→ **Aim**: From the blog post on the Iran deal, pull out the passage starting at "Wednesday, July 15, 2015" and ending at "by that credo.", word for word.

Wednesday, July 15, 2015

Second Blush Thoughts on the Iran Deal

On Facebook, I noted that I was working hard to not have an opinion on the Iran deal, because I knew nothing about it and shouldn't come to a conclusion simply via rote mimicry of ideological cohorts. It was observed by a friend, though, that one of my God-given rights as an American is to "have an opinion based on nothing and then broadcast it publicly through as many channels as possible". And as a blogger, I try my best to live by that credo.

I should start by saying that I have not read the deal itself. This is because the technical characteristics of the deal probably wouldn't mean that much to me, and in particular they'd mean nothing out of context (specifically, the context of feasible alternatives). The sources I read to educate myself include Tom Friedman's interview with the President, Jeffrey Goldberg, AIPAC, Marc Goldberg, David Adesnik, Max Fisher's interview with arms control expert Jeffrey Lewis (highly recommended), Douglas Murray, and of course the metric ton of commentary folks have been blasting all across Facebook for the past few days. Here, then, is where I'm at now.

(1) Obviously, the deal can't be evaluated against an ideal world where America stands steely-eyed and strong and Iran capitulates to everything our heart's desire. One makes deals with autocratic regimes pursuing nuclear weapons under less-than-ideal circumstances -- that comes with the territory. Likewise, we can't evaluate the deal based on what we could have gotten 10 years ago. Assessing this deal is a comparative exercise -- how does reaching this accord compare to either no deal or another deal that could be realistically obtained now?

(2) This deal clearly has its eye on one thing and one thing only: slowing down Iran getting a nuclear weapon. It doesn't care about ending Iranian terrorism. It doesn't care about liberalizing the country. It doesn't care about rectifying the nation's many, many human rights abuses. All of these things are important, but they're not the subject of this deal (and were not, realistically, going to be improved by any deal). I have heard the argument that lifting the sanctions will nudge Iran in a more conciliatory direction, but I'm highly dubious. I'm also inclined to agree that the cash flow it is about to see stemming from the sanctions relief will redound to the benefit of the various terrorist groups Iran likes to fund.

→ **Given material**:

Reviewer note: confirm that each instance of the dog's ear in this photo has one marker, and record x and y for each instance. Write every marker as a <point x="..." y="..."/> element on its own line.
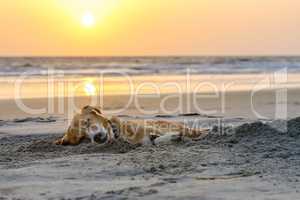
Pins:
<point x="91" y="109"/>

→ **Correct response**:
Wednesday, July 15, 2015

Second Blush Thoughts on the Iran Deal

On Facebook, I noted that I was working hard to not have an opinion on the Iran deal, because I knew nothing about it and shouldn't come to a conclusion simply via rote mimicry of ideological cohorts. It was observed by a friend, though, that one of my God-given rights as an American is to "have an opinion based on nothing and then broadcast it publicly through as many channels as possible". And as a blogger, I try my best to live by that credo.